Rewrite the items below as a Markdown table with the columns Row and Line, running from the line that contains "Q: Indicate one point per instance of the green foliage" through the end of the items, both ends included. Number each row and leave out blank lines.

**Supplied records**
::::::::::
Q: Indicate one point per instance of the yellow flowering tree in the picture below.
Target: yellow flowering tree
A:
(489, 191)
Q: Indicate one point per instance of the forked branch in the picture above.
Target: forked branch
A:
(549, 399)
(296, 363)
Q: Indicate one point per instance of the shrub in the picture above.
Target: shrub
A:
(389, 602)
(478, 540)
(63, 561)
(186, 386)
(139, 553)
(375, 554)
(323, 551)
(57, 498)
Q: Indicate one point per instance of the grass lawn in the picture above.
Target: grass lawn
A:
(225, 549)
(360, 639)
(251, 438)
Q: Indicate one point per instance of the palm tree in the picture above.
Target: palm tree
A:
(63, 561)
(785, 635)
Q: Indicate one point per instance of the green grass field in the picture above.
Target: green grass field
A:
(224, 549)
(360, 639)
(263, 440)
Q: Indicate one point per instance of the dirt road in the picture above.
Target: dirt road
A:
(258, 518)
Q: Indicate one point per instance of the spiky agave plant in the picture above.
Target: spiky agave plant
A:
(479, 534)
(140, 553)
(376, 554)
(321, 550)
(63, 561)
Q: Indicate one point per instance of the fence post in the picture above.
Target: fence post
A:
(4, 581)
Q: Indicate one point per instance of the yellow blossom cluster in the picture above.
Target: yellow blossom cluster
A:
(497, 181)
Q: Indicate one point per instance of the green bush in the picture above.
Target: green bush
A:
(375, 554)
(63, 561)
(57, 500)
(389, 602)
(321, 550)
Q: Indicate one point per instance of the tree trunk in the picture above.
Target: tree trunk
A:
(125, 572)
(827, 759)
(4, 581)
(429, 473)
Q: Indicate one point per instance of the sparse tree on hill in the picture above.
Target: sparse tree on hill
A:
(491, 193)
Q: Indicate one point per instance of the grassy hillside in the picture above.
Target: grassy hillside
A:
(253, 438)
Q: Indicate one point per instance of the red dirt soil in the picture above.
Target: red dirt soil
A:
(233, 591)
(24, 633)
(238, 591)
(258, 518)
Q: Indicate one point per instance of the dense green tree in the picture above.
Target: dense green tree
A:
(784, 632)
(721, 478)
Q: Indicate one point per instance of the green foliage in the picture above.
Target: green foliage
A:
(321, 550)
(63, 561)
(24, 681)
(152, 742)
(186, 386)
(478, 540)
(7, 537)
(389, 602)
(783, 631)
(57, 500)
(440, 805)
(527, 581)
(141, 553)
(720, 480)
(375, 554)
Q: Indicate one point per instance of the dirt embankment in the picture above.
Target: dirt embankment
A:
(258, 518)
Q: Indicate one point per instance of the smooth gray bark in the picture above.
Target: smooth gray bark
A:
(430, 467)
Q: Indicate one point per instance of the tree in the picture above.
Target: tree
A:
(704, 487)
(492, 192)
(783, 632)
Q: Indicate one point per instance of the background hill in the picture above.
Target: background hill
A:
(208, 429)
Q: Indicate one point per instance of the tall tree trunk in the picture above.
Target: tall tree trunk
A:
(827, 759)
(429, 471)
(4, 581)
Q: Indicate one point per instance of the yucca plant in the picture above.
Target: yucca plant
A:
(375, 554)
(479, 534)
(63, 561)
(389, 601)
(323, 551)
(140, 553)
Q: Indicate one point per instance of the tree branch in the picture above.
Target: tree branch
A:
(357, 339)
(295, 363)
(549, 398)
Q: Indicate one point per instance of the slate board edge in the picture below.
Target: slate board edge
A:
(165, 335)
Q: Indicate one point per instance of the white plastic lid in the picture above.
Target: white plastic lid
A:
::::::::::
**The response**
| Row | Line |
|---|---|
| 1 | Q: Indicate one point per instance of the green foliage in the picture above. |
| 2 | Target: green foliage |
| 3 | A: |
| 4 | (321, 550) |
| 5 | (63, 561) |
| 6 | (24, 681) |
| 7 | (152, 742) |
| 8 | (186, 386) |
| 9 | (478, 540) |
| 10 | (7, 537) |
| 11 | (389, 602) |
| 12 | (783, 631) |
| 13 | (57, 500) |
| 14 | (440, 805) |
| 15 | (527, 581) |
| 16 | (141, 553) |
| 17 | (720, 480) |
| 18 | (375, 554) |
| 19 | Q: Indicate one point per instance of the dirt embankment in the picture above. |
| 20 | Target: dirt embankment |
| 21 | A: |
| 22 | (258, 518) |
| 23 | Q: Indicate one point per instance of the smooth gray bark in the picture above. |
| 24 | Target: smooth gray bark |
| 25 | A: |
| 26 | (430, 467) |
| 27 | Q: Indicate one point per instance of the tree in the picture above. |
| 28 | Target: tree |
| 29 | A: |
| 30 | (704, 487) |
| 31 | (492, 192) |
| 32 | (783, 632) |
| 33 | Q: Indicate one point per instance of the background hill in the picture above. |
| 34 | Target: background hill |
| 35 | A: |
| 36 | (208, 429) |
| 37 | Q: Indicate one point per instance of the tall tree trunk in the picture above. |
| 38 | Target: tall tree trunk |
| 39 | A: |
| 40 | (827, 759) |
| 41 | (429, 471) |
| 42 | (4, 581) |
| 43 | Q: Indicate one point per instance of the yucca plant in the picture above. |
| 44 | Target: yucca plant |
| 45 | A: |
| 46 | (375, 554) |
| 47 | (479, 534) |
| 48 | (63, 561) |
| 49 | (389, 601) |
| 50 | (323, 551) |
| 51 | (140, 553) |
| 52 | Q: Indicate one point per instance of the tree branch in the picture above. |
| 53 | Target: tree branch |
| 54 | A: |
| 55 | (357, 339) |
| 56 | (295, 363) |
| 57 | (549, 398) |
| 58 | Q: Indicate one point per instance of the slate board edge in the picture below. |
| 59 | Target: slate board edge |
| 60 | A: |
| 61 | (165, 335) |
| 62 | Q: Indicate one point per instance of the white plastic lid in the picture above. |
| 63 | Target: white plastic lid |
| 64 | A: |